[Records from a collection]
········

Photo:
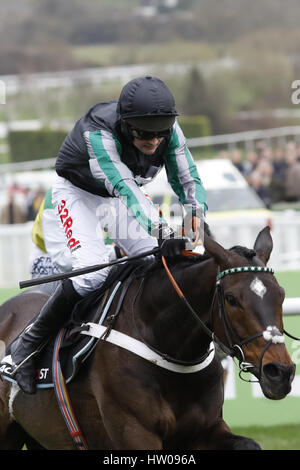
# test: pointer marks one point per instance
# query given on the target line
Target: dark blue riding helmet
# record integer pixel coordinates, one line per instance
(146, 103)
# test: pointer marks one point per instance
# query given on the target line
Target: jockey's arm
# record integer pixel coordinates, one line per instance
(109, 170)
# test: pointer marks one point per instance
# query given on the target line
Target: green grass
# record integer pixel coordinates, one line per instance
(122, 54)
(273, 437)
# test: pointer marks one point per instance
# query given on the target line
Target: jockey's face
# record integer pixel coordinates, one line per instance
(148, 147)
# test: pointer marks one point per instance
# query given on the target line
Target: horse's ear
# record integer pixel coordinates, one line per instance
(216, 251)
(263, 245)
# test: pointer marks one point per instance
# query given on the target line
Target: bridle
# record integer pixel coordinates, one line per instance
(233, 348)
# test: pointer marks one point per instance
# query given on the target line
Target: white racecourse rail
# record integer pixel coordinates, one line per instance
(16, 245)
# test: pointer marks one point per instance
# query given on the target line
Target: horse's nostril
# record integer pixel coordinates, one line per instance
(278, 372)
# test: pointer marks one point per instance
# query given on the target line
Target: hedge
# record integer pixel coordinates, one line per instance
(195, 126)
(34, 145)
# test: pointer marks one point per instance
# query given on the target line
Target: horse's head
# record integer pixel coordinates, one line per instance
(248, 318)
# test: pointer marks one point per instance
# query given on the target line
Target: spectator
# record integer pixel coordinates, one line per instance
(292, 177)
(250, 164)
(236, 158)
(263, 190)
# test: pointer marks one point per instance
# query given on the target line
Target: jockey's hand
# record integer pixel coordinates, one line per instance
(171, 247)
(193, 228)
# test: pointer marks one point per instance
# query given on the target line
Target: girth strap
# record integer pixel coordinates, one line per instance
(142, 350)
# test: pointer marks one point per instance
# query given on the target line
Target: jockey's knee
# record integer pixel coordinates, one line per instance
(88, 283)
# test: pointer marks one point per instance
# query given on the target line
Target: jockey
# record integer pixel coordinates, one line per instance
(112, 151)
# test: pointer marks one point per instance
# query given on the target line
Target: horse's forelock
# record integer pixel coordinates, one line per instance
(247, 253)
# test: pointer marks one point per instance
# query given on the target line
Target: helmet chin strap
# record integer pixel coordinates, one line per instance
(125, 131)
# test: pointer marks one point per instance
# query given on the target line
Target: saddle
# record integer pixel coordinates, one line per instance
(75, 347)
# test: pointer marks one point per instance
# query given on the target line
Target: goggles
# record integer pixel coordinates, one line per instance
(148, 135)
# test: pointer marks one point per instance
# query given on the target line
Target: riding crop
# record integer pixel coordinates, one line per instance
(89, 269)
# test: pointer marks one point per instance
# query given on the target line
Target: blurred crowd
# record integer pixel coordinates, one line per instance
(21, 205)
(274, 173)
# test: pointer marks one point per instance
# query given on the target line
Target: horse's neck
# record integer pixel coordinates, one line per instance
(171, 326)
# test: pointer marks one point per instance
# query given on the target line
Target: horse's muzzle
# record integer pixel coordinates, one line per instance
(276, 380)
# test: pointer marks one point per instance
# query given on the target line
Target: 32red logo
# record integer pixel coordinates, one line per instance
(67, 222)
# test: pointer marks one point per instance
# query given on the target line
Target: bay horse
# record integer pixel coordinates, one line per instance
(125, 402)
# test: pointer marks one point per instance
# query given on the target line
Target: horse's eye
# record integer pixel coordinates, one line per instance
(232, 300)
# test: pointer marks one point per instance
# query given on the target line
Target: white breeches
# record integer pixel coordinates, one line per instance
(84, 217)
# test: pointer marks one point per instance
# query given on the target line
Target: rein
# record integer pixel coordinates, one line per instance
(235, 349)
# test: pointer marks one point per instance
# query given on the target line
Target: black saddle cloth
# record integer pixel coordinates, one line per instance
(75, 347)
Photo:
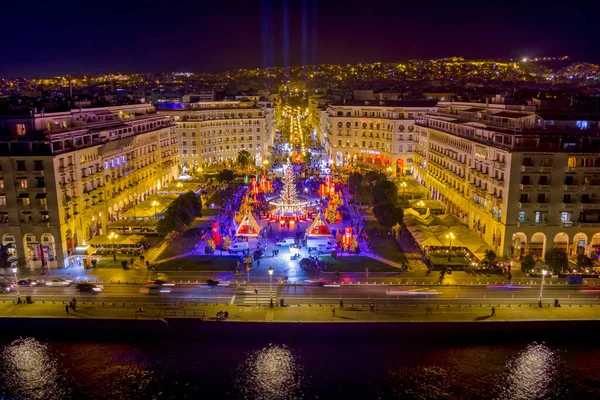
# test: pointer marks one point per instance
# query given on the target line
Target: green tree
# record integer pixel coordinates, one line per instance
(225, 175)
(354, 180)
(490, 256)
(180, 214)
(584, 261)
(527, 264)
(388, 214)
(372, 177)
(243, 159)
(5, 258)
(557, 260)
(385, 191)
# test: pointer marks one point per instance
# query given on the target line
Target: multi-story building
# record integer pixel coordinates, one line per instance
(374, 132)
(62, 183)
(523, 181)
(215, 132)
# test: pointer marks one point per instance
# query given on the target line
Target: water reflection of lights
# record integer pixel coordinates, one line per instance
(29, 371)
(272, 372)
(533, 374)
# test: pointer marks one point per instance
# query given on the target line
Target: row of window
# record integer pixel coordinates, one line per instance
(364, 125)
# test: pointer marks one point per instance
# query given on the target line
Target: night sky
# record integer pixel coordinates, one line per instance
(45, 38)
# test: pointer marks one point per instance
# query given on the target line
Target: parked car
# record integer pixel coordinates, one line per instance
(308, 263)
(258, 254)
(27, 282)
(237, 247)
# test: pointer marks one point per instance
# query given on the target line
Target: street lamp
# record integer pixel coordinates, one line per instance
(450, 236)
(113, 236)
(271, 284)
(403, 185)
(155, 203)
(544, 272)
(14, 269)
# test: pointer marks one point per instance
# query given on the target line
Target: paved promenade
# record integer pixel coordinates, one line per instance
(303, 313)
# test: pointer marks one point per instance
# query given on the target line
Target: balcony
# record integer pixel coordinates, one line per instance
(589, 224)
(527, 168)
(590, 188)
(543, 206)
(590, 206)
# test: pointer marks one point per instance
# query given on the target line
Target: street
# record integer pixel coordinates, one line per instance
(312, 293)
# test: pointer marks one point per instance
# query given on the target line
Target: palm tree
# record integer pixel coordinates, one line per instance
(243, 158)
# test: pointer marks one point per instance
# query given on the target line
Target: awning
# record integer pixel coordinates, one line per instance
(83, 251)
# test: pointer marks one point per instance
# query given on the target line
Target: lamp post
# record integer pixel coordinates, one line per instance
(14, 269)
(271, 285)
(544, 272)
(155, 203)
(113, 236)
(450, 236)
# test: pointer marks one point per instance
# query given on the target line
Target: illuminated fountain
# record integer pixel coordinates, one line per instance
(288, 205)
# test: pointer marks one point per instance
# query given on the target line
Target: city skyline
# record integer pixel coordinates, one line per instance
(218, 37)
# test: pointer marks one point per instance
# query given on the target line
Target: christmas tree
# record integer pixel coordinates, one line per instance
(288, 192)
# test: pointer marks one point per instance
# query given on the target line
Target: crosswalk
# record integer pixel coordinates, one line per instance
(260, 298)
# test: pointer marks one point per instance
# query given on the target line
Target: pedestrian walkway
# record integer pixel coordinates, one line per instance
(262, 297)
(412, 253)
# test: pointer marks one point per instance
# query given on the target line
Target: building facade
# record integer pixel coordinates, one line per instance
(518, 181)
(379, 133)
(213, 133)
(62, 184)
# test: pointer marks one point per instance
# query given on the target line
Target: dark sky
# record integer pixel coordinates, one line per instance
(44, 38)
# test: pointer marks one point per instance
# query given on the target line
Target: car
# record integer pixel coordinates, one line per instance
(154, 290)
(320, 282)
(236, 247)
(308, 263)
(286, 242)
(258, 254)
(159, 282)
(27, 282)
(58, 282)
(89, 287)
(5, 287)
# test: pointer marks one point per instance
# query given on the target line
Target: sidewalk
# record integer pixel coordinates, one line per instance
(294, 313)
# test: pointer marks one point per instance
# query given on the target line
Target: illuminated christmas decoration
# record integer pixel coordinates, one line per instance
(319, 227)
(216, 236)
(248, 226)
(288, 205)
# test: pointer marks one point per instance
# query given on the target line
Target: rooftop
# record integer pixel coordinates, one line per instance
(387, 103)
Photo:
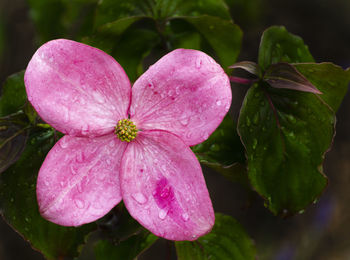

········

■ **TASK BRIEF**: Which of the lines above contain the word "riding"? Report each one in full.

■ **FINISHED TASK**:
Target: dark blue riding helmet
Target: riding crop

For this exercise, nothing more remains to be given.